## Task prompt
From the Copilot Mode in Microsoft Edge post below, copy out the passage word for word, starting at "- Enables conversational" and ending at "summary or document.".

[Page excerpt Boundary: Start]

After being in preview for a while, Copilot Mode has now officially arrived in Microsoft Edge (just as Google have announced their AI mode).

This shows the shift away from the traditional ways we use search engines in browsers where we are juggling tabs and search bars to the future of search where instead we interact with a single, context-aware AI assistant…like Copilot.
A Single Input for Chat, Search, and Navigation
For years, browsers have followed the same routine: open tabs, search, scroll, repeat. But with AI reshaping how we live and work online, it’s time to ask our browsers can now finally do much much more.
Copilot Mode in Microsoft Edge is a new experimental experience that turns your browser into an intelligent collaborator. It’s been in testing for a while and is designed to help you stay focused, cut through clutter, and anticipates what you might need or want to do next.
In Copilot Mode, you get a new clean input field at the top of each new tab which works in three ways:
- Allows for free-form queries such as “What’s the best time to visit the Isle of Wight for festivals?”
- Assists in direct navigation, for example “Open my Blog Site”
- Enables conversational prompts such as “Summarise the devices across these open tabs and list main advantages of each product I’ve been looking at”.
Unifying these experiences makes edge feels less like a collection of different l UI elements and more like a well thought out, integrated experience powered by AI!
Context Travels Across Your Tabs
One of my favourite things about the EdgeCopilot Mode’s is its ability to “see” and reason over your open tabs (when you opt in). This is an opt in experience with the permission toggle living front and center. Once enebwled though, Copilot to see your all your tables which means you can upgrade your search experience buy, for example:
- Comparing prices and features across multiple shopping sites
- Compile research snippets and information from different articles or resources into a single summary or document.

[Page excerpt Boundary: End]
[Supplied material Boundary: Start]

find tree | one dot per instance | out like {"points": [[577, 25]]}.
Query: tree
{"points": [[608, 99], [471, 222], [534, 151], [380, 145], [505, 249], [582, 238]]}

[Supplied material Boundary: End]

## Result below
- Enables conversational prompts such as “Summarise the devices across these open tabs and list main advantages of each product I’ve been looking at”.
Unifying these experiences makes edge feels less like a collection of different l UI elements and more like a well thought out, integrated experience powered by AI!
Context Travels Across Your Tabs
One of my favourite things about the EdgeCopilot Mode’s is its ability to “see” and reason over your open tabs (when you opt in). This is an opt in experience with the permission toggle living front and center. Once enebwled though, Copilot to see your all your tables which means you can upgrade your search experience buy, for example:
- Comparing prices and features across multiple shopping sites
- Compile research snippets and information from different articles or resources into a single summary or document.